Resume the account of the bidding for Tribune, which appears below ahead of the listing, starting right after its last sentence.

=== DOCUMENT EXCERPT ===

Through the fall of 2006, Tribune bidders were few and far between, and those expressing any interest were lukewarm on the company. Several well-heeled private equity players took a peek, and the trophy Los Angeles Times attracted a few local business magnates who deigned to kick the tires, but serious offers failed to materialize.
Part of the problem was timing. The newspaper advertising market was hitting the skids, and Tribune’s financials were tracking on a steeper freefall trajectory than the company’s top brass had expected. That minor point set potential bidders on edge.
Tribune’s special committee had set a deadline of January 17 for initial bids. Three months later, by March 31, it would declare a winner. By the January deadline, only three major bidding groups had emerged.
First up was a rather dynamic duo comprising two of the West Coast’s toughest and most staunchly Democratic businessmen. Supermarket magnate Ronald Burkle was the son of a Los Angeles grocery store manager. He was a self-made man, having run major grocery chains—Dominick’s, Fred Meyer, Food 4 Less, and Ralph’s. Flamboyant and often dubbed the “Billionaire Playboy,” Burkle had a net worth of around $2.5 billion and owned an interest in the National Hockey League’s Pittsburgh Penguins.

=== SUPPLIED INFORMATION ===

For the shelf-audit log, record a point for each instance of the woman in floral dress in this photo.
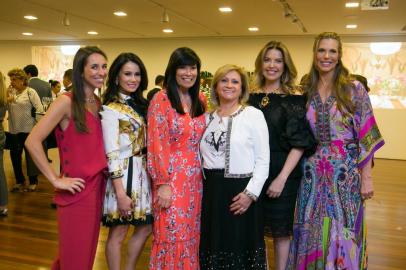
(175, 125)
(329, 230)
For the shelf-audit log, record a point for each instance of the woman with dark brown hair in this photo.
(80, 184)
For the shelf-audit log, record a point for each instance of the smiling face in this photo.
(129, 78)
(273, 65)
(327, 55)
(95, 71)
(229, 87)
(186, 77)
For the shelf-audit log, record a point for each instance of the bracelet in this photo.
(250, 195)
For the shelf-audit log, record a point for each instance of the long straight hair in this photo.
(342, 84)
(289, 74)
(183, 57)
(2, 90)
(113, 86)
(78, 92)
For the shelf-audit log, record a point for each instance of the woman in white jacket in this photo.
(235, 154)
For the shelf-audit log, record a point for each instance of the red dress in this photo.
(173, 158)
(81, 155)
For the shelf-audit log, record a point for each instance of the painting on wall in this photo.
(52, 61)
(384, 65)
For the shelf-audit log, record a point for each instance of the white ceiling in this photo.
(190, 18)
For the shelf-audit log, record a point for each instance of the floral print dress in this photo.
(329, 229)
(173, 159)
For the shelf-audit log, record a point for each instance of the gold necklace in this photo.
(265, 100)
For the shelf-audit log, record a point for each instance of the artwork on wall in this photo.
(384, 65)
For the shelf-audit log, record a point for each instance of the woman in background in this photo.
(80, 185)
(128, 193)
(329, 229)
(3, 180)
(235, 154)
(175, 125)
(21, 120)
(289, 137)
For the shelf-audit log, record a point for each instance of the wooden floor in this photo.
(28, 236)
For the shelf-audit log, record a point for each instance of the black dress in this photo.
(288, 128)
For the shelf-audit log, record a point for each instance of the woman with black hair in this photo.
(175, 125)
(128, 193)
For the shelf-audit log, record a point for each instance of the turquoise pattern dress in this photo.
(329, 228)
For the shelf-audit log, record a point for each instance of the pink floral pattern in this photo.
(173, 159)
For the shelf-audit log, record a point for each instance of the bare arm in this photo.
(59, 112)
(277, 185)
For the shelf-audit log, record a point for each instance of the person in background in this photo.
(159, 81)
(235, 160)
(55, 88)
(329, 227)
(67, 81)
(3, 180)
(175, 125)
(128, 199)
(42, 87)
(80, 185)
(21, 120)
(289, 137)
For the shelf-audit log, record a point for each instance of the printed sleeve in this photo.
(111, 133)
(368, 134)
(158, 140)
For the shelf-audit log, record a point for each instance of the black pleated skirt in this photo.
(229, 241)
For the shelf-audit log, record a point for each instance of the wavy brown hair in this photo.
(78, 92)
(342, 84)
(289, 70)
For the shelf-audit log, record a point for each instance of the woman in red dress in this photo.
(80, 184)
(175, 125)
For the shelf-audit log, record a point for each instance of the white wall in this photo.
(215, 52)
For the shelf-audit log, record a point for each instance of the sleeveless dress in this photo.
(124, 133)
(173, 159)
(81, 155)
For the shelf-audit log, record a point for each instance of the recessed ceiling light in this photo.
(30, 17)
(351, 4)
(225, 9)
(120, 13)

===

## TASK RESULT
Burkle was no stranger to deal making. His Yucaipa Companies, a private equity investment firm named after his California home town, had invested in more than thirty companies and banked on none other than Bill Clinton as an advisor. In 1999, Burkle sold Fred Meyer to Kroger for $13.5 billion, pocketing a tidy $1.8 billion in the process.
He also was no stranger to politics and the occasional scandal. Burkle often flexed his political muscle by throwing Democratic fund-raisers at his sprawling Beverly Hills mansion, known as Greenacres. In 2006, he became the subject of a scandal when he accused New York Post gossip columnist Jared Paul Stern of trying to extort money in exchange for good press. The columnist was never charged but sued Burkle and Bill and Hillary Rodham Clinton for defamation. That suit was tossed out by a judge in June 2008.
The second partner in this odd-couple arrangement was octogenarian Eli Broad. Another self-made entrepreneur, Broad is most noted as the founder of Kaufman & Broad Home Corp. (later shortened to the simpler KB Home), a national home-building firm and the largest builder in California. He also took a turn in the financial services sector as the founder of SunAmerica, a multi-billion-dollar financial services firm specializing in retirement planning.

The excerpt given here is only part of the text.